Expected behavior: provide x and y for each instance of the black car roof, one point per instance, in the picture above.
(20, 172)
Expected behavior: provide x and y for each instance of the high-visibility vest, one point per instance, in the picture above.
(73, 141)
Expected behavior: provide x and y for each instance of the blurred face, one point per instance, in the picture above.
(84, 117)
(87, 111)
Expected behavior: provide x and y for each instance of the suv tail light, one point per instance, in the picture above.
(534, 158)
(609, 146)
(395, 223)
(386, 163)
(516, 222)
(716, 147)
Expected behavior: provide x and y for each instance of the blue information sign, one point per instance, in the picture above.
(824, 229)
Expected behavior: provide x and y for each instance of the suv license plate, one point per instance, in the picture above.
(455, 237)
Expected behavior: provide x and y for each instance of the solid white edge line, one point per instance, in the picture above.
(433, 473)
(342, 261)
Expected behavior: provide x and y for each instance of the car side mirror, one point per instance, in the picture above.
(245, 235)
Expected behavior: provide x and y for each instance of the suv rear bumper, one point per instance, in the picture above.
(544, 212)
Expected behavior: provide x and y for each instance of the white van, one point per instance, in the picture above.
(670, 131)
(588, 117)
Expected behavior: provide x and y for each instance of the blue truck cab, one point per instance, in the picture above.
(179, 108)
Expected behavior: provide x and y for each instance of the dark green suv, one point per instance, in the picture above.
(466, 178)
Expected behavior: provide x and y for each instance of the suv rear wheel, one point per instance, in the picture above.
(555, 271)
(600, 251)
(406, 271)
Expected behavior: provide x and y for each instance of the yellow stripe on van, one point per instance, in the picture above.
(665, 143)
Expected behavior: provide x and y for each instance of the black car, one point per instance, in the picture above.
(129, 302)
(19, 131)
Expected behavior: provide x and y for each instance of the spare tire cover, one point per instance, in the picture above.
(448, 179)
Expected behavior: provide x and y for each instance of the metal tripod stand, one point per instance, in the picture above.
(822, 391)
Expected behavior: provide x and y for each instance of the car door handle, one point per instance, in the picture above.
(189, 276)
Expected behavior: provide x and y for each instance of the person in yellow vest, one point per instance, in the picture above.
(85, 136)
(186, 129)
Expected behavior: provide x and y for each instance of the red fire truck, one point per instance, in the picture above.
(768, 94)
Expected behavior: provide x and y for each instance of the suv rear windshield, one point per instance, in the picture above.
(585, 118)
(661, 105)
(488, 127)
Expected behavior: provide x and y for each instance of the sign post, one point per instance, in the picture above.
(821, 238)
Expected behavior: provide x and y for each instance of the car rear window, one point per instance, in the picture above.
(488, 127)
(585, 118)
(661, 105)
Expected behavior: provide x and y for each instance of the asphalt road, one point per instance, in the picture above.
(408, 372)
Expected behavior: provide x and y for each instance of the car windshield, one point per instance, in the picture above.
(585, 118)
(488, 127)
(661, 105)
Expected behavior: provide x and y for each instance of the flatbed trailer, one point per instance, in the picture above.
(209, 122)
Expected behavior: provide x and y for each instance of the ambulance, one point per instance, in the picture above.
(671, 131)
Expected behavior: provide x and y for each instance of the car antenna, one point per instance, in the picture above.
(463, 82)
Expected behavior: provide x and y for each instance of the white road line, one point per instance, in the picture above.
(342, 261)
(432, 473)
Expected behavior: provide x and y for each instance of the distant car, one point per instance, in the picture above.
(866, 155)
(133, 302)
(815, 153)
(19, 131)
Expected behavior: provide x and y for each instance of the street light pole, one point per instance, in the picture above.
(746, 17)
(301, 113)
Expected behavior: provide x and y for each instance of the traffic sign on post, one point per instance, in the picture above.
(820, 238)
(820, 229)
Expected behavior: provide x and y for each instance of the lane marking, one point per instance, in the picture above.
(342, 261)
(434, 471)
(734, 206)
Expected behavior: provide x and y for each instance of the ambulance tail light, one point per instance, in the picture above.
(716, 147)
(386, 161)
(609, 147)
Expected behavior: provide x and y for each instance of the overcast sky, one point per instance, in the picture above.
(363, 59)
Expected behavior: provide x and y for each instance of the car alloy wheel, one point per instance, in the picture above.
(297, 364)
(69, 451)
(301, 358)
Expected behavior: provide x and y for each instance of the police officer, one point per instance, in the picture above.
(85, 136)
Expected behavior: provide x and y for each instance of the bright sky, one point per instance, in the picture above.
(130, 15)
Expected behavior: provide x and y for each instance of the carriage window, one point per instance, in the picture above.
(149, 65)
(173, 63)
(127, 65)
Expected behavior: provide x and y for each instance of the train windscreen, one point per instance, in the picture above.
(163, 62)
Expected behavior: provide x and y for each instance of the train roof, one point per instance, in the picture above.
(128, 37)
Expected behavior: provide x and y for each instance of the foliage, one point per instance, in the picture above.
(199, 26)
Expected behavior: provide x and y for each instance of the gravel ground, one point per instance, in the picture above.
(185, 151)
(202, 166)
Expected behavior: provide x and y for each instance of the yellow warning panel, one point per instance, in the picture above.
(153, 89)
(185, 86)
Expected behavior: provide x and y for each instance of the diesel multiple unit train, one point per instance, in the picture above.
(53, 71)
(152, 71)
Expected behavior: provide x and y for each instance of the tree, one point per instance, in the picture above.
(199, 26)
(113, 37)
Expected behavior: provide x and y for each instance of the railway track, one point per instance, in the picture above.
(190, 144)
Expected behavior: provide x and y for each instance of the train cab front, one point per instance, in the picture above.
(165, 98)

=-=-=-=-=

Work to be completed
Restate the data above word for word, please.

Written response
Expected behavior: provide x and y for each instance of the black car roof, one point per instance, in the picture above.
(20, 172)
Expected behavior: provide x and y for each instance of the high-visibility vest, one point per instance, in the picture above.
(73, 141)
Expected behavior: provide x and y for each instance of the blurred face, one point per instance, in the picture above.
(84, 117)
(87, 111)
Expected behavior: provide x and y for each instance of the suv tail light, one point per instance, in the picture above.
(534, 158)
(609, 146)
(395, 223)
(386, 163)
(516, 222)
(716, 147)
Expected behavior: provide x and y for each instance of the blue information sign, one point per instance, in the picture above.
(824, 229)
Expected behavior: provide x and y for each instance of the suv license plate, one point per instance, in the picture above.
(455, 237)
Expected behavior: provide x and y for each instance of the solid white edge line, one point per instance, in the picture above.
(433, 473)
(342, 261)
Expected behavior: provide x and y for each instance of the car side mirror, one point per instance, in the picture above.
(245, 235)
Expected behavior: provide x and y for each instance of the suv rear bumper, one point per instance, in the picture above.
(544, 212)
Expected behavior: provide x and y for each instance of the white van, one point per instance, in the picture above.
(670, 131)
(588, 117)
Expected behavior: provide x and y for each instance of the blue truck cab, one point per instance, in the picture above.
(179, 108)
Expected behavior: provide x and y for each instance of the dark green suv, one point per instance, in the picture above.
(466, 178)
Expected behavior: provide x and y for each instance of the suv rear wheel, one point per instance, in the picture above.
(555, 271)
(600, 251)
(406, 271)
Expected behavior: provide x and y for each instance of the yellow stripe on van, one point per instance, in the picture above.
(665, 143)
Expected behavior: provide x and y for each instance of the black car, one point per instance, in the picture above.
(129, 302)
(19, 131)
Expected behavior: provide x and y for each instance of the spare tire cover, one point per instance, in the picture above.
(448, 179)
Expected behavior: provide x and y for each instance of the metal tripod stand, one point per instance, in the picture above.
(822, 391)
Expected behavior: provide x and y for each instance of the car door handle, one point per instance, in the picture above.
(189, 276)
Expected behavior: provide x and y for each instance of the person in yellow vest, one point per instance, in the picture above.
(85, 136)
(186, 129)
Expected behavior: provide x and y for each instance of the red fire truck, one point per instance, in the picture above.
(768, 94)
Expected behavior: provide x and y for each instance of the suv rear windshield, one point per instance, in the picture above.
(585, 118)
(661, 105)
(488, 127)
Expected behavior: provide x and y for each instance of the sign post, one point per instance, in the picture above.
(821, 238)
Expected behavior: provide x and y for each instance of the car rear window, one point per instance, in the picture above.
(488, 127)
(585, 118)
(661, 105)
Expected behavior: provide x and y for each instance of the asphalt road, one point per instance, in the picture above.
(408, 372)
Expected behavior: provide x and y for each instance of the car windshield, one point per instance, in the picture above.
(585, 118)
(488, 127)
(661, 105)
Expected behavior: provide x and y for each instance of the flatbed trailer, one point per instance, in the picture above.
(209, 122)
Expected behavior: provide x and y for each instance of the ambulance, one point per instance, in the picture above.
(671, 131)
Expected behavior: provide x and y for each instance of the car antenna, one point per instance, in the picture above.
(463, 82)
Expected behavior: provide x and y for each instance of the white road line, one point per instance, in the picture above.
(342, 261)
(432, 473)
Expected behavior: provide x and y for each instance of the distant car, one point per instance, in the picture above.
(866, 155)
(133, 302)
(815, 153)
(19, 131)
Expected behavior: provide x and y for each instance of the street light pole, one point per instance, in the picture above.
(746, 17)
(301, 113)
Expected behavior: provide x and y for each instance of the traffic sign on post, one point per instance, in the picture above.
(820, 238)
(820, 229)
Expected behavior: provide x and y for each instance of the lane marking, one point per instance, in the picture above.
(342, 261)
(434, 471)
(734, 206)
Expected behavior: provide x and y for each instance of the ambulance tail light, one point per instance, in the picture above.
(716, 147)
(386, 161)
(609, 147)
Expected behavior: provide x and y for each instance of the overcast sky, one point per instance, in the picture above.
(363, 59)
Expected behavior: provide x and y for each instance of the car alloy wheel, one point per instance, in the picture above.
(297, 364)
(69, 451)
(301, 358)
Expected behavior: provide x and y for each instance of the police officer, one point per instance, in the picture above.
(85, 136)
Expected behavior: provide x and y for each instance of the bright sky, one point per instance, in the picture above.
(130, 15)
Expected behavior: provide x and y for each instance of the carriage window, one point per instance, in the picture above.
(149, 65)
(173, 63)
(127, 65)
Expected behavior: provide x and y for each instance of the train windscreen, one point per instance, in the picture above.
(163, 62)
Expected behavior: provide x and y for each instance of the train roof, one point per instance, in the picture above.
(128, 37)
Expected behavior: provide x and y for each instance of the foliage, one point per instance, in the picture above.
(199, 26)
Expected behavior: provide x and y for each instance of the gravel ground, one point per instance, in the picture above.
(185, 151)
(202, 166)
Expected behavior: provide x and y for each instance of the yellow warning panel, one point per instance, in the picture above.
(153, 89)
(185, 86)
Expected behavior: provide x and y for each instance of the diesel multiple unit train, one point per instance, in the picture above.
(53, 71)
(152, 71)
Expected behavior: provide x and y for each instance of the tree, one point per instance, in the picture above.
(199, 26)
(113, 37)
Expected behavior: provide x and y for each instance of the railway track, one point per instance, in the picture above.
(190, 144)
Expected behavior: provide x and y for each instance of the train cab front, one point per instance, in the picture above.
(165, 98)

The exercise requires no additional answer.